Convert the items into a two-column CSV with the header columns "query" and "box", one row per item. Put each item's text and its answer in one quoted field each, with any line breaks turned into spaces. Begin at the line that contains "Which on-screen element is the rime" and stop after the line that contains "[0,298,1300,866]".

[Entries on locating named things]
□ □ □ □

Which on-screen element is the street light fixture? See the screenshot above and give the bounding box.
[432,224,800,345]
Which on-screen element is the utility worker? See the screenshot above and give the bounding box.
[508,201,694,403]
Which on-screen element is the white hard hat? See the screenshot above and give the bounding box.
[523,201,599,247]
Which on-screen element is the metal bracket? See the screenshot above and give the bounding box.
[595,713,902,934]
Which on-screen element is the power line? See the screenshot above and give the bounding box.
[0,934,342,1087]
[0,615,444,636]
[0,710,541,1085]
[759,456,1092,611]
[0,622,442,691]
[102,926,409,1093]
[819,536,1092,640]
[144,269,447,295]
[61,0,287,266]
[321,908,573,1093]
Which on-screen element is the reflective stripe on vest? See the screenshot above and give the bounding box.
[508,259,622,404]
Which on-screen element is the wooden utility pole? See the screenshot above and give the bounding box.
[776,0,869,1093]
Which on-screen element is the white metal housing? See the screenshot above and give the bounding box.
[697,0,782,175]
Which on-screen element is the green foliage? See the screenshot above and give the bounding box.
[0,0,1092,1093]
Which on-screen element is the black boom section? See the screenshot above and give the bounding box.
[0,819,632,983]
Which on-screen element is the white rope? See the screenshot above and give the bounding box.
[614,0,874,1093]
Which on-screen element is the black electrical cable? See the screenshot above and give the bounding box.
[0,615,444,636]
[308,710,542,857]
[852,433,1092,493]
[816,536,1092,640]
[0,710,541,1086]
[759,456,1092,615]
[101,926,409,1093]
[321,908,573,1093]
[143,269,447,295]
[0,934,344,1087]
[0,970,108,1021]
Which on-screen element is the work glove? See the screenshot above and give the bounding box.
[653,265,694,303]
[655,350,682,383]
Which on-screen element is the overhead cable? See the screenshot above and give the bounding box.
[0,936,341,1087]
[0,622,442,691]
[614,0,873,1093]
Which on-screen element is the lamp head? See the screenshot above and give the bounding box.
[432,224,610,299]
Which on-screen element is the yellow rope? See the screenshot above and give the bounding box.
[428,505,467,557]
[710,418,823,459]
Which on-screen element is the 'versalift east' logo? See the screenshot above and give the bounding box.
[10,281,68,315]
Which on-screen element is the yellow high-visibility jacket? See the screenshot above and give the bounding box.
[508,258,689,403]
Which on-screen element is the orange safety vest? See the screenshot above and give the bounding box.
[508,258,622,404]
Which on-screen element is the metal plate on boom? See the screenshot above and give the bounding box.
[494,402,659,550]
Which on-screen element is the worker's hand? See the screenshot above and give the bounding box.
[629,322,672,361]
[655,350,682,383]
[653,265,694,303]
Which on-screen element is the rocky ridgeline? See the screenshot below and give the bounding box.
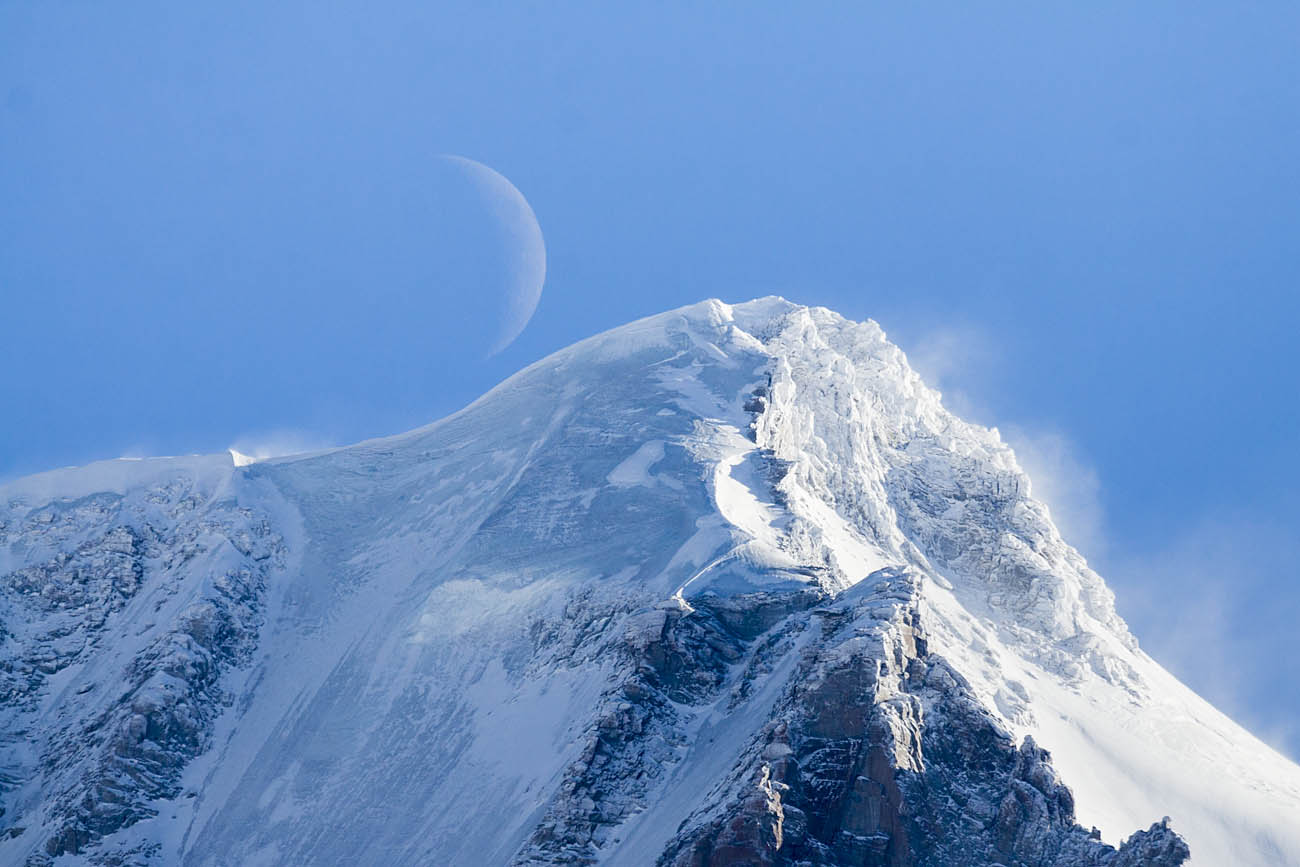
[658,571,1190,867]
[0,481,283,864]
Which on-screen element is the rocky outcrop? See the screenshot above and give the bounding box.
[0,481,283,864]
[659,571,1188,867]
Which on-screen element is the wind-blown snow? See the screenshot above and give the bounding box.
[0,299,1300,864]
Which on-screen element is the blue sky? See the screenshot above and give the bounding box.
[0,3,1300,754]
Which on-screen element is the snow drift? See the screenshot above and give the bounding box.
[0,298,1300,867]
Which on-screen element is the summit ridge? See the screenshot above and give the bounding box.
[0,298,1300,867]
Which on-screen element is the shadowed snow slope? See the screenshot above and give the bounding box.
[0,298,1300,867]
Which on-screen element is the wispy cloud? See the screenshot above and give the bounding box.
[905,324,1106,558]
[1106,513,1300,758]
[904,325,1300,758]
[230,430,335,460]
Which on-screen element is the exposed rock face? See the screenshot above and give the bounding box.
[659,571,1190,867]
[0,470,282,864]
[0,299,1300,867]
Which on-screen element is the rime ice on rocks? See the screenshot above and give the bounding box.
[0,299,1300,867]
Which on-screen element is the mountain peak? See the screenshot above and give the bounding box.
[0,298,1300,867]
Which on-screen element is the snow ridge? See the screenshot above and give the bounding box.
[0,298,1300,867]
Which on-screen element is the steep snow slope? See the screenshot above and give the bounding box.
[0,299,1300,867]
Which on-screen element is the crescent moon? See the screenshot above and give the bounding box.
[438,153,546,356]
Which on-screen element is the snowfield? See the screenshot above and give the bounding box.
[0,298,1300,867]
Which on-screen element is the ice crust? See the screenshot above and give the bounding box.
[0,298,1300,866]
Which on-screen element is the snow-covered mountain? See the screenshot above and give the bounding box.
[0,299,1300,867]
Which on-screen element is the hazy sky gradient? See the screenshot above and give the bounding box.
[0,3,1300,754]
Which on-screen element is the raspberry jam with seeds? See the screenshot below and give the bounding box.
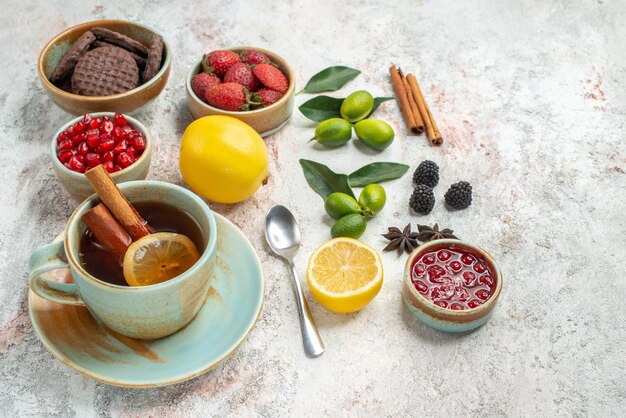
[57,113,146,173]
[411,246,496,311]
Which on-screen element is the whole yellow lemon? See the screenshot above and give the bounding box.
[180,115,267,203]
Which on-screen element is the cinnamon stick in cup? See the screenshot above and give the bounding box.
[81,203,133,257]
[406,74,443,145]
[85,165,152,241]
[389,65,424,135]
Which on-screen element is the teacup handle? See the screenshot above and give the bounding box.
[28,241,85,306]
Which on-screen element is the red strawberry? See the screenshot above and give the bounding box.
[224,62,261,91]
[241,49,270,65]
[191,73,221,100]
[206,83,250,110]
[252,64,289,93]
[256,88,283,106]
[202,50,241,77]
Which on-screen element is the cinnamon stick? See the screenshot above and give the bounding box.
[85,165,150,241]
[398,68,424,135]
[389,65,424,135]
[81,203,132,257]
[406,74,443,145]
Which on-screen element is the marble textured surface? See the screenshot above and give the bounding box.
[0,0,626,417]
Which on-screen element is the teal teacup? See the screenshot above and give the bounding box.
[29,180,217,339]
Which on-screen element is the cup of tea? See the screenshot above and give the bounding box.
[29,180,217,339]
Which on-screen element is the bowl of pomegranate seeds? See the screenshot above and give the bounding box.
[50,112,152,201]
[186,46,295,136]
[402,239,502,332]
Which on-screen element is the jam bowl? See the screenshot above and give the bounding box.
[402,239,503,332]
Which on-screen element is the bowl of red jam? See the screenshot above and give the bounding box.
[402,239,503,332]
[50,112,152,201]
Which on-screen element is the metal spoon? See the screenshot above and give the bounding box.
[265,205,324,358]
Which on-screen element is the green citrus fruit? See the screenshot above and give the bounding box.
[311,118,352,147]
[324,192,361,219]
[340,90,374,123]
[330,213,367,239]
[354,119,394,151]
[359,184,387,216]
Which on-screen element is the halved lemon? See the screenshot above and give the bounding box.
[306,238,383,312]
[124,232,200,286]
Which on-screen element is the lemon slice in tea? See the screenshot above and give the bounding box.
[124,232,200,286]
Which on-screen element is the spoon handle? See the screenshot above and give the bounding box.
[289,260,324,358]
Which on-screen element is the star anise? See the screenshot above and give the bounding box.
[382,224,419,255]
[417,224,458,242]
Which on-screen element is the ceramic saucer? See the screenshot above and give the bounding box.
[28,213,264,387]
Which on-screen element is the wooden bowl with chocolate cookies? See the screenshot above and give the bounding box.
[38,20,171,115]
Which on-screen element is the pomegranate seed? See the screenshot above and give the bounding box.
[102,151,115,161]
[57,139,72,151]
[117,152,135,168]
[413,280,428,294]
[133,136,146,151]
[461,254,476,266]
[100,120,113,134]
[77,142,89,155]
[476,289,490,300]
[467,299,483,309]
[450,261,463,271]
[474,262,487,274]
[87,136,100,149]
[437,250,452,261]
[102,161,115,173]
[454,286,469,302]
[111,126,126,141]
[85,152,100,167]
[69,155,85,173]
[463,271,476,287]
[113,139,128,154]
[57,131,71,144]
[57,151,72,163]
[89,118,101,129]
[113,113,128,126]
[478,274,493,287]
[74,122,86,134]
[98,138,115,153]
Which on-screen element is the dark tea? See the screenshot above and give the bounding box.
[79,202,207,286]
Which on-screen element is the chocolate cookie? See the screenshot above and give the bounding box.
[50,31,96,84]
[143,34,163,83]
[72,47,139,96]
[92,41,146,67]
[91,28,148,57]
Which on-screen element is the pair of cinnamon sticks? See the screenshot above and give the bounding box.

□ □ □ □

Expected answer:
query,box
"Which on-screen element is the rime ice on rocks? See the screenshot above and give the bounding box.","[0,299,1300,867]"
"Which on-screen element is the mountain peak? See the screenshot above and give the bounding box.","[0,298,1300,867]"
"Which on-screen element is the snow ridge? See the screenshot above and give the bounding box.","[0,298,1300,867]"
"Which on-screen element is the steep snow slope? See the screenshot above and give the bounding box.","[0,299,1300,867]"
"Which on-screen element is the crescent moon? See the screenshot above and give the bounding box.","[438,153,546,356]"
"Which on-screen element is the snowfield? See the screenshot above and give the bounding box.","[0,298,1300,867]"
"Which on-screen element is the ice crust? See the screenshot above and give the bounding box.","[0,298,1300,866]"